* YOUR GOAL:
Copy out all of the records below word for word, without the pictures.

++++

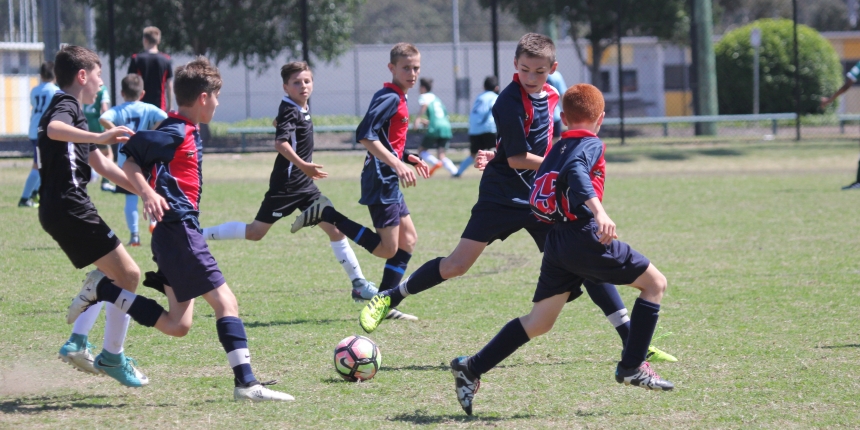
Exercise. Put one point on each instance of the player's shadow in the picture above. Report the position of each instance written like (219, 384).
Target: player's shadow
(253, 324)
(847, 345)
(420, 417)
(41, 404)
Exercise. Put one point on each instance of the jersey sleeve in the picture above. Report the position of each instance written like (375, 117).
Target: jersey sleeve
(110, 115)
(511, 130)
(150, 147)
(286, 127)
(381, 109)
(575, 172)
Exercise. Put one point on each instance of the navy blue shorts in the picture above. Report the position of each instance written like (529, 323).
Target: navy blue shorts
(184, 261)
(278, 205)
(573, 255)
(492, 221)
(384, 215)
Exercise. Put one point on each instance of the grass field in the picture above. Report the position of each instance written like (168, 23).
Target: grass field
(759, 245)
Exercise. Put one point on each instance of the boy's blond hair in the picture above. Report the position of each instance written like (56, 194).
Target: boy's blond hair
(289, 69)
(195, 78)
(582, 104)
(70, 60)
(536, 46)
(402, 50)
(152, 35)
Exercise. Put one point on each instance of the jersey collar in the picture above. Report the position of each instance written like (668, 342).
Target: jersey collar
(395, 88)
(577, 133)
(290, 101)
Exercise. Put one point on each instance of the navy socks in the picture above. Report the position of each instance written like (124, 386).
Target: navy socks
(395, 268)
(643, 321)
(231, 333)
(606, 297)
(427, 276)
(359, 234)
(509, 339)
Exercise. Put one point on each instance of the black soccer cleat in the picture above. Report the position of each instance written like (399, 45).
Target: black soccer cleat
(465, 383)
(643, 376)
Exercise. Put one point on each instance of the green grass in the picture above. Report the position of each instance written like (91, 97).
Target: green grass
(758, 243)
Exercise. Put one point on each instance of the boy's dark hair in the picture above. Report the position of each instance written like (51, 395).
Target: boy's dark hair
(427, 83)
(536, 46)
(491, 83)
(132, 86)
(152, 35)
(582, 103)
(402, 50)
(46, 71)
(195, 78)
(289, 69)
(70, 60)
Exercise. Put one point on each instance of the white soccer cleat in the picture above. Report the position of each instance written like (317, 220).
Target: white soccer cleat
(259, 393)
(86, 298)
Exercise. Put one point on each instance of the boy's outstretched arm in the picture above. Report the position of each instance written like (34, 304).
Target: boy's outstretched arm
(311, 169)
(406, 175)
(153, 204)
(58, 130)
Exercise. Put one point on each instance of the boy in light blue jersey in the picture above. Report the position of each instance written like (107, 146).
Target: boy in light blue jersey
(40, 98)
(137, 116)
(482, 126)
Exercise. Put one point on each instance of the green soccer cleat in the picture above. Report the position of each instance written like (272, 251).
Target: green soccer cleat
(123, 369)
(655, 355)
(78, 353)
(374, 312)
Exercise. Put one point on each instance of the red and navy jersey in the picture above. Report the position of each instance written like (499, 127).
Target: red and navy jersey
(155, 69)
(524, 124)
(63, 166)
(573, 172)
(171, 158)
(386, 120)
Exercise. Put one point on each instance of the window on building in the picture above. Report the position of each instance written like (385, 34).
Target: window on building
(676, 77)
(629, 81)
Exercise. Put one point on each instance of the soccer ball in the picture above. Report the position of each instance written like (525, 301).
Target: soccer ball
(357, 358)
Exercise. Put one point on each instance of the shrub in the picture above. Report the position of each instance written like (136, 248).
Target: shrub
(820, 69)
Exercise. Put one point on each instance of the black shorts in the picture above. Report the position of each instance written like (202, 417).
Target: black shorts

++++

* ANSWER FOR THIS EXERCISE:
Exercise. Put one point on each instance of the player's shadow in the picture above. Report the position of each instance written like (219, 384).
Target: player's shadow
(253, 324)
(847, 345)
(420, 417)
(41, 404)
Exercise. Put one point on each instance of the jersey sleeve in the picture above. Report the position of each instance written like (375, 117).
Target: jersey sleeve
(110, 115)
(511, 130)
(150, 147)
(286, 127)
(381, 109)
(575, 172)
Exercise. Put one point on each instance of the navy blue shorts in the picture above. Report the position of each instance written like (529, 323).
Target: navy blue shorts
(184, 261)
(278, 205)
(573, 255)
(492, 221)
(384, 215)
Exercise. Put one point on each instance of the grass field in the picture above. Report the position of each instance written like (168, 23).
Target: grass field
(759, 245)
Exercise. Put one point on each instance of the boy's blond hair in the picture above. Report the position of each instance written like (56, 194).
Target: boy's blond hair
(289, 69)
(195, 78)
(582, 104)
(70, 60)
(536, 46)
(402, 50)
(152, 35)
Exercise. Put one point on each instance of the jersey collar in the picture above. Report the position of each instance written like (668, 342).
Target: jersey collar
(395, 88)
(577, 133)
(290, 101)
Exercise. Put one point on each instance of the navy socks in the picture above. Report the position of each instance written like (124, 386).
Target: navy socks
(395, 268)
(643, 321)
(231, 333)
(606, 297)
(427, 276)
(359, 234)
(509, 339)
Exercise. Put one point on each instance of the black soccer cleat in the picture above. Report the position of each instance written like (399, 45).
Target: black soccer cleat
(465, 383)
(643, 376)
Exercise. Put one point on each instance of the green grass in the picture above. Report the position of each instance written like (91, 97).
Target: green grass
(758, 243)
Exercise. Put one point on each instance of the boy's dark hair in the picture above. Report the position of each instance written like (51, 395).
Target: boy's dark hair
(427, 83)
(536, 46)
(491, 83)
(132, 86)
(152, 35)
(582, 103)
(402, 50)
(46, 71)
(195, 78)
(289, 69)
(70, 60)
Exercise. Put one point on each instance of the white soccer cleat in the picture above. Report the position of each instance written like (317, 220).
Target: white soccer cleat
(259, 393)
(86, 298)
Exercise. Put one point on each instance of the boy's outstretched arm in the picture above. Report the position of each instance written like (34, 304).
Target: boy's outstretched arm
(311, 169)
(406, 175)
(153, 204)
(58, 130)
Exercise. Put one point on each instance of the boy in light blue jersey in the picture above. Report the position of each instance written like (107, 146).
Target: boy in light blue jersey
(40, 98)
(137, 116)
(482, 126)
Exercise. Put one point on each instance of the green soccer cleat in the picture above. Report the position of each instance written like (272, 251).
Target: green soccer cleat
(123, 369)
(655, 355)
(78, 353)
(374, 312)
Exercise. Put one point on each instance of the red and navy jersey in the picture above. Report the position of each instance written like (499, 127).
Target: red and navy jersey
(155, 69)
(524, 124)
(63, 166)
(573, 172)
(171, 158)
(386, 120)
Exercise. Put one point on each instance of the window on building in the picture above. Report the position of each instance written like (385, 34).
Target: window on building
(676, 77)
(629, 81)
Exercise. Put one point on each instance of the soccer ball in the picture above. Report the position of each instance written like (525, 301).
Target: soccer ball
(357, 358)
Exercise. Put one point on each instance of the shrub in the picture above. Report the position of each instance written like (136, 248).
Target: shrub
(820, 69)
Exercise. Put one point on each instance of the black shorts in the picture above. Report the position of each instance written like (202, 417).
Target: black shorts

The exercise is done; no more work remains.